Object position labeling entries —

──────────────────────────────

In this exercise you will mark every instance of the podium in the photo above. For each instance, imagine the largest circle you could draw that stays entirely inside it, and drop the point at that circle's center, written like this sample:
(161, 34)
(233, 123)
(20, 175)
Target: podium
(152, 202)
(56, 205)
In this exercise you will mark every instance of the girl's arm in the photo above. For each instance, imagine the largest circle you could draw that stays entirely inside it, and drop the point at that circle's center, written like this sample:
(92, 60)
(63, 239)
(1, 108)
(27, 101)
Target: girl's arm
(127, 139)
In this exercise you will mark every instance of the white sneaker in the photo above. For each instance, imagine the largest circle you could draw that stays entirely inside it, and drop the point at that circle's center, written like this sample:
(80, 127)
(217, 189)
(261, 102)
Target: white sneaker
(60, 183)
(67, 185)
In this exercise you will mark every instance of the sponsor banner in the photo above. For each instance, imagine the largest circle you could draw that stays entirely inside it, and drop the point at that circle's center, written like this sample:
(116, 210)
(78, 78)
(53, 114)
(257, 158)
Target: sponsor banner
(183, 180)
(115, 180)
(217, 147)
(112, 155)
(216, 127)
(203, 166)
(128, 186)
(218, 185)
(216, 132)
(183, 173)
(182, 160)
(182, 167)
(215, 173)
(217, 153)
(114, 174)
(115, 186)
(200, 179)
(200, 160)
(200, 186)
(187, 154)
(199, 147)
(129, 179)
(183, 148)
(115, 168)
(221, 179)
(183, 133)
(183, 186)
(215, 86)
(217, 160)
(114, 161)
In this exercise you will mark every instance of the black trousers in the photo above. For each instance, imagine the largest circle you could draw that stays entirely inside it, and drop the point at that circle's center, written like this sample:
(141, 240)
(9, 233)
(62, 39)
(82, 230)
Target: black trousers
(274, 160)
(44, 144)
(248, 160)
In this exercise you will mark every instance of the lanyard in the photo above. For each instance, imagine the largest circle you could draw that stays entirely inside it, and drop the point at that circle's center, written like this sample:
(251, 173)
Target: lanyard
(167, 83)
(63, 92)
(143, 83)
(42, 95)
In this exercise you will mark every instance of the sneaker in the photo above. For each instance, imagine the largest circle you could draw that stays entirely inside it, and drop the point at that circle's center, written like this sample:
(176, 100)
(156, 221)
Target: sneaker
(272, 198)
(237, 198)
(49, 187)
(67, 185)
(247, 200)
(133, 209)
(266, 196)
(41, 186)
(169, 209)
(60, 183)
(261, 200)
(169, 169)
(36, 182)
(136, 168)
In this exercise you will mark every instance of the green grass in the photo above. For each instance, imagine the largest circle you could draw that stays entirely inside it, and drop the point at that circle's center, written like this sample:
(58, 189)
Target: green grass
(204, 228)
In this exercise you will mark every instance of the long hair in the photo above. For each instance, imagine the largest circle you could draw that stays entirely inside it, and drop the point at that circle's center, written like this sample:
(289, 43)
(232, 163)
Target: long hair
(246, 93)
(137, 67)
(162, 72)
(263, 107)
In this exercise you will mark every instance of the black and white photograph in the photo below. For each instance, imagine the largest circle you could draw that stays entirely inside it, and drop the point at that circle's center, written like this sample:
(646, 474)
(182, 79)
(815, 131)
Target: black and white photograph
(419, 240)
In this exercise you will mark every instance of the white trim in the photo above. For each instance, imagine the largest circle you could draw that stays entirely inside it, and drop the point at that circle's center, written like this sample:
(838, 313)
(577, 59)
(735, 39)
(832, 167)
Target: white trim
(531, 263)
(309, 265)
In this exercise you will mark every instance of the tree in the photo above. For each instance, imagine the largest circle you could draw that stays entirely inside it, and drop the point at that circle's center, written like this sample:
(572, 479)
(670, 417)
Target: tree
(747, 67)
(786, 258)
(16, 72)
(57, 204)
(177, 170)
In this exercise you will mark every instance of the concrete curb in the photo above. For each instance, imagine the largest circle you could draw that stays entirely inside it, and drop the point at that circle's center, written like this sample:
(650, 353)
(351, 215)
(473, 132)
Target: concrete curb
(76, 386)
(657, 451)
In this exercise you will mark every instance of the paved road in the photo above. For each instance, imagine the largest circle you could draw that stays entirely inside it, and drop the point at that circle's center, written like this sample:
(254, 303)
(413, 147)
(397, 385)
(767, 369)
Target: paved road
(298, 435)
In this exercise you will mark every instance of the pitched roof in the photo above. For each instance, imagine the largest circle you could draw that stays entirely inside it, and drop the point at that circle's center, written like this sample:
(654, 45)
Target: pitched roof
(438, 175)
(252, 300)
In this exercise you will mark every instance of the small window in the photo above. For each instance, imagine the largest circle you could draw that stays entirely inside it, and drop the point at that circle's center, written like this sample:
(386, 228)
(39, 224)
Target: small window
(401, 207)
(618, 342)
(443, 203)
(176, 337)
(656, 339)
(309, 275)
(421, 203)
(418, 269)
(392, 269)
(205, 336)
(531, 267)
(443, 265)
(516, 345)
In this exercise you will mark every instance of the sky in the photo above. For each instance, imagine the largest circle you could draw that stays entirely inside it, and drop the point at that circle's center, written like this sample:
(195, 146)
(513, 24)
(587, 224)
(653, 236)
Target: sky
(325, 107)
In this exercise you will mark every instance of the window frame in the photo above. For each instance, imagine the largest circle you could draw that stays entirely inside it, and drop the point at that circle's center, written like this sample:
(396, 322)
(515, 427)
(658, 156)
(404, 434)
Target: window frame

──────────────────────────────

What the task asks — Recopy the entries above exactly, with every line included.

Written answer —
In this exercise you will mark every instance of the podium in the photo above. For each instance, imagine the largest circle you could draw that stays entirely inside it, and drop the point at that circle's center, written like this sample:
(161, 34)
(233, 123)
(20, 175)
Target: podium
(152, 202)
(56, 205)
In this exercise you will mark every instance of the girl's arm in the photo above. For each instance, imagine the largest circle you could draw that stays entirely inside it, and drop the point at that circle's center, written like this sample:
(92, 60)
(63, 239)
(1, 108)
(27, 101)
Target: girl's arm
(127, 139)
In this exercise you will mark every instance of the white sneaker in the photo above. For each instance, imagine the largest circle you could draw that stays entirely inside it, and drop the point at that circle's center, written like this sample:
(80, 127)
(217, 189)
(261, 102)
Target: white sneaker
(60, 183)
(67, 185)
In this exercise you will mark every instance of the sponsor banner in the photo above. For each instance, imagine the largest circle you could draw that stays entirely inside it, and drop the point at that circle's center, written like this sample:
(116, 210)
(78, 78)
(53, 114)
(257, 158)
Target: sponsor banner
(183, 180)
(115, 180)
(217, 147)
(112, 155)
(216, 127)
(203, 166)
(128, 186)
(218, 185)
(216, 132)
(183, 173)
(182, 160)
(182, 167)
(215, 173)
(217, 153)
(114, 174)
(115, 186)
(200, 179)
(200, 160)
(200, 186)
(187, 154)
(199, 147)
(129, 179)
(183, 148)
(115, 168)
(221, 179)
(183, 133)
(183, 186)
(215, 86)
(217, 160)
(114, 161)
In this exercise you will mark every instance of the black trousers in the photo above. For each instance, imagine the largest circle you could draw that stays entirely inside it, and drop the point at that circle's center, written like this sample:
(141, 240)
(9, 233)
(62, 39)
(82, 230)
Target: black trousers
(274, 160)
(44, 144)
(248, 160)
In this exercise you will mark every instance of the lanyard in the photo above. For each instance, imagine the largest circle you could draw that stays entirely inside it, and drop the point at that circle's center, written like this sample:
(251, 173)
Target: lanyard
(167, 83)
(63, 92)
(143, 83)
(42, 95)
In this exercise you will mark every instance of the sneaker in the photo above. For each instance, imagine the largest circle you could draw that stays entirely inside it, and drop the point at that circle's center, written like this sample:
(176, 100)
(156, 221)
Target: sneaker
(272, 198)
(237, 198)
(49, 187)
(67, 185)
(247, 200)
(133, 209)
(266, 196)
(41, 186)
(169, 209)
(60, 183)
(261, 200)
(169, 169)
(36, 182)
(136, 168)
In this exercise you will mark every instance of the green grass in the photo above. For each instance, imagine the largest circle you could draw that stays entirely inside it, and drop the point at that circle's center, written like this sample:
(58, 189)
Target: green grass
(204, 228)
In this exercise you will mark every instance of the long hair in the photo above. For each instance, imagine the largest circle you could draw that stays entirely inside it, and drop the point at that circle's center, written like this sample:
(289, 43)
(232, 163)
Target: long hair
(246, 93)
(137, 67)
(162, 72)
(263, 107)
In this exercise you will mark every instance of the black and white photograph in the photo below. For each instance, imagine the largest circle you could draw that stays entirely inside it, and drop the point at that circle's center, written like this sample:
(646, 474)
(182, 79)
(815, 131)
Target: black and white photograph
(419, 240)
In this exercise you will mark every instance of the white trim in the photo above. For each instance, imagine the largest circle you could draw that stays entirely inside it, and drop the point at that circle's center, written like this sample:
(838, 313)
(577, 59)
(735, 39)
(832, 167)
Target: white trim
(531, 263)
(309, 265)
In this exercise you will mark every instance of the tree in the photo above. For each instance, imagine the largest circle you could draw that stays entirely inside it, and drop the point at that circle's center, written like this sample:
(572, 479)
(670, 417)
Target: tree
(747, 67)
(786, 258)
(16, 72)
(57, 204)
(177, 170)
In this exercise you will mark every instance of the concrete curb in the photo above. For each instance, imagine the largest circle you could draw that stays entirely inside it, and drop the point at that circle's center, written like this sample:
(650, 353)
(351, 215)
(473, 132)
Target: concrete curb
(76, 386)
(657, 451)
In this exercise you will mark every instance of the paved road in the photo above. For each instance, imagine the largest circle you could draw that stays entirely inside it, and drop the point at that circle's center, written like this sample:
(254, 303)
(413, 147)
(397, 385)
(767, 369)
Target: paved road
(298, 435)
In this exercise you will mark every instance of the pitched roof in the photo above. For each instance, imagine the largest circle you could draw that stays entirely inside it, and drop the point at that circle's center, written like this sample:
(654, 45)
Target: pitched roof
(438, 175)
(252, 300)
In this exercise you will mark every instance of the small window in the photo above. For each instance, imagine the largest circle you could draw that stays entirely inside it, and drop the point at that circle's center, written like this sample:
(386, 228)
(39, 224)
Target: small window
(401, 207)
(618, 342)
(443, 203)
(176, 337)
(656, 339)
(309, 275)
(421, 203)
(418, 269)
(392, 269)
(205, 336)
(531, 267)
(443, 265)
(516, 345)
In this exercise you will mark every instance of the sky in the photo above. For each instance, imagine the largest circle you could draw that stays entirely inside it, and drop the point at that circle's center, written like this sample:
(195, 146)
(513, 24)
(587, 224)
(653, 236)
Target: sky
(325, 107)
In this exercise you will mark every instance of the window frame in the photo above. For each instance, imagine the largest circle you could draw that stays entirely inside it, and drop the point at that circle's center, written like this sample:
(396, 322)
(515, 427)
(658, 156)
(404, 434)
Target: window frame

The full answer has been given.